— Text passage —
++++++++++++++++++++

[PATCH v1 07/11] fs/proc/vmcore: introduce PROC_VMCORE_DEVICE_RAM to detect device RAM ranges in 2nd kernel

Fri Nov 22 01:47:45 PST 2024

On 22.11.24 08:31, Baoquan He wrote:
> On 10/25/24 at 05:11pm, David Hildenbrand wrote:
> ......snip...
>> diff --git a/fs/proc/vmcore.c b/fs/proc/vmcore.c
>> index 3e90416ee54e..c332a9a4920b 100644
>> --- a/fs/proc/vmcore.c
>> +++ b/fs/proc/vmcore.c
>> @@ -69,6 +69,8 @@ static LIST_HEAD(vmcore_cb_list);
>>   /* Whether the vmcore has been opened once. */
>>   static bool vmcore_opened;
>>   
>> +static void vmcore_process_device_ram(struct vmcore_cb *cb);
>> +
>>   void register_vmcore_cb(struct vmcore_cb *cb)
>>   {
>>   	INIT_LIST_HEAD(&cb->next);
>> @@ -80,6 +82,8 @@ void register_vmcore_cb(struct vmcore_cb *cb)
>>   	 */
>>   	if (vmcore_opened)
>>   		pr_warn_once("Unexpected vmcore callback registration\n");
>> +	else if (cb->get_device_ram)
>> +		vmcore_process_device_ram(cb);
> 
> Global variable 'vmcore_opened' is used to indicate if /proc/vmcore is
> opened. With &vmcore_mutex, we don't need to worry about concurrent
> opening and modification. However, if people just open /proc/vmcore and
> close it after checking, then s390 will miss the vmcore dumping, is it
> acceptable?

See my reply to your other mail (patch #3).

> 
>>   	mutex_unlock(&vmcore_mutex);
>>   }
>>   EXPORT_SYMBOL_GPL(register_vmcore_cb);
>> @@ -1511,6 +1515,158 @@ int vmcore_add_device_dump(struct vmcoredd_data *data)

++++++++++++++++++++

— To be done —
a – In the vmcore patch discussion, which function does register_vmcore_cb call when the vmcore has not been opened and the callback provides get_device_ram?
b – Continue the vmcore patch discussion from the point where it stops.

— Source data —

++++++++++++++++++++

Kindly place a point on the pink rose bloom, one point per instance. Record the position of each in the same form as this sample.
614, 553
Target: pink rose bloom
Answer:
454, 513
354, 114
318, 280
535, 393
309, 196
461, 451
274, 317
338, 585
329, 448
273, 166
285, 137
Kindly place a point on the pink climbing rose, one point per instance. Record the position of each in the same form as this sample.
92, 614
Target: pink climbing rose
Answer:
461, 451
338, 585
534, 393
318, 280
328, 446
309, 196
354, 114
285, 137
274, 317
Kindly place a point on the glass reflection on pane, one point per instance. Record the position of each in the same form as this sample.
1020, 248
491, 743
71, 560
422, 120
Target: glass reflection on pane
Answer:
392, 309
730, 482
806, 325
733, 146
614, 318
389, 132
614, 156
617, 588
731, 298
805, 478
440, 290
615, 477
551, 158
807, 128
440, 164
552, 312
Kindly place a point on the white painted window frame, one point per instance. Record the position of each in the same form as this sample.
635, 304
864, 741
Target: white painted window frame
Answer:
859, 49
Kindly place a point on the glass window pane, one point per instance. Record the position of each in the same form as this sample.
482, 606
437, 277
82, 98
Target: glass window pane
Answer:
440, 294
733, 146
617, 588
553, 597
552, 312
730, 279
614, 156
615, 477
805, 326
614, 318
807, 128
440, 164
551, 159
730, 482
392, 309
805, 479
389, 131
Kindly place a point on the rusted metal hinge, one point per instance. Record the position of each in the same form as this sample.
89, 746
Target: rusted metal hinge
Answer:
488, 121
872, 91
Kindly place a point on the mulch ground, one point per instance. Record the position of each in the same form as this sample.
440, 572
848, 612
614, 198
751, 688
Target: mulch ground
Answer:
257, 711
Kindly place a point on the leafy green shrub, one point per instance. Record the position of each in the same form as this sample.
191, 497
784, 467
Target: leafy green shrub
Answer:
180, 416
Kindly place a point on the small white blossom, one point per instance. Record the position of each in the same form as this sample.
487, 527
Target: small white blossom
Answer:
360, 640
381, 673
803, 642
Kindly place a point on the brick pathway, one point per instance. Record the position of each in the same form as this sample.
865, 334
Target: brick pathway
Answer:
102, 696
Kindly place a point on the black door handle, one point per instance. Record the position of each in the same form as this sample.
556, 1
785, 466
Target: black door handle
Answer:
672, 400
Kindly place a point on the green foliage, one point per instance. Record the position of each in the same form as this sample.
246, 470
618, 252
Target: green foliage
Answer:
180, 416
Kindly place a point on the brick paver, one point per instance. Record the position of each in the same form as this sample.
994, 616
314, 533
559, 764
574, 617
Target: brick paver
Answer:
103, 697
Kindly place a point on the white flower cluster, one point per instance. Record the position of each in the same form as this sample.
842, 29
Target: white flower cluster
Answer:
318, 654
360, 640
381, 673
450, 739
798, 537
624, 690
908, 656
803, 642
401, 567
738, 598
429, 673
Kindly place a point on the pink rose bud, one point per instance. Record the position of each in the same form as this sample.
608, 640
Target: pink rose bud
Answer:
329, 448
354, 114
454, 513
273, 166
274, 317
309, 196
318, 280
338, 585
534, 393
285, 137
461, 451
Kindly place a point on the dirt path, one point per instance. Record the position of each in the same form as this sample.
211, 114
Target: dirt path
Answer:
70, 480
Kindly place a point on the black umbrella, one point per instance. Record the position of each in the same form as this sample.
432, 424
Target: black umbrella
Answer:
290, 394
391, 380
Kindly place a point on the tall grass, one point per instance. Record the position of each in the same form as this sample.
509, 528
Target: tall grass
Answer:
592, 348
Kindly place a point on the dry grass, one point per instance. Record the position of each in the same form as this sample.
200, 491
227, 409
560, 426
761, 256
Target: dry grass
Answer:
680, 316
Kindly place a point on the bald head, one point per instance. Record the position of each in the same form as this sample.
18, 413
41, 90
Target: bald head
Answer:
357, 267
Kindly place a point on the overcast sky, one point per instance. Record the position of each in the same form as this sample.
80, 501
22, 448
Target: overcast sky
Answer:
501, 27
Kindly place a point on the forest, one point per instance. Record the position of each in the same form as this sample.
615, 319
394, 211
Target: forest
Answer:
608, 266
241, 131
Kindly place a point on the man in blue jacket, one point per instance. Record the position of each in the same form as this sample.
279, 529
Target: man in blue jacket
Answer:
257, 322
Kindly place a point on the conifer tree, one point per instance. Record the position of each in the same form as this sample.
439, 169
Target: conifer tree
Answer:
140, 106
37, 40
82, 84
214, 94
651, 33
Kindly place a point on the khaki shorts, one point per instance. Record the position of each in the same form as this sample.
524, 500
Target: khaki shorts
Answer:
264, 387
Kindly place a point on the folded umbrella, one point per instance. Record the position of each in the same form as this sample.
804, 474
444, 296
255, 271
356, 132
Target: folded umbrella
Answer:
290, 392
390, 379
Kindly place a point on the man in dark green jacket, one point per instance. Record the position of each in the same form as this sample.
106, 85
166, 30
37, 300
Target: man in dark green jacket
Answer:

++++++++++++++++++++

— Expected outputs —
a – It calls vmcore_process_device_ram(cb).

b –
> ......
>> +
>> +static void vmcore_process_device_ram(struct vmcore_cb *cb)
>> +{
>> +	unsigned char *e_ident = (unsigned char *)elfcorebuf;
>> +	struct vmcore_mem_node *first, *m;
>> +	LIST_HEAD(list);
>> +	int count;
>> +
>> +	if (cb->get_device_ram(cb, &list)) {
>> +		pr_err("Kdump: obtaining device ram ranges failed\n");
>> +		return;
>> +	}
>> +	count = list_count_nodes(&list);
>> +	if (!count)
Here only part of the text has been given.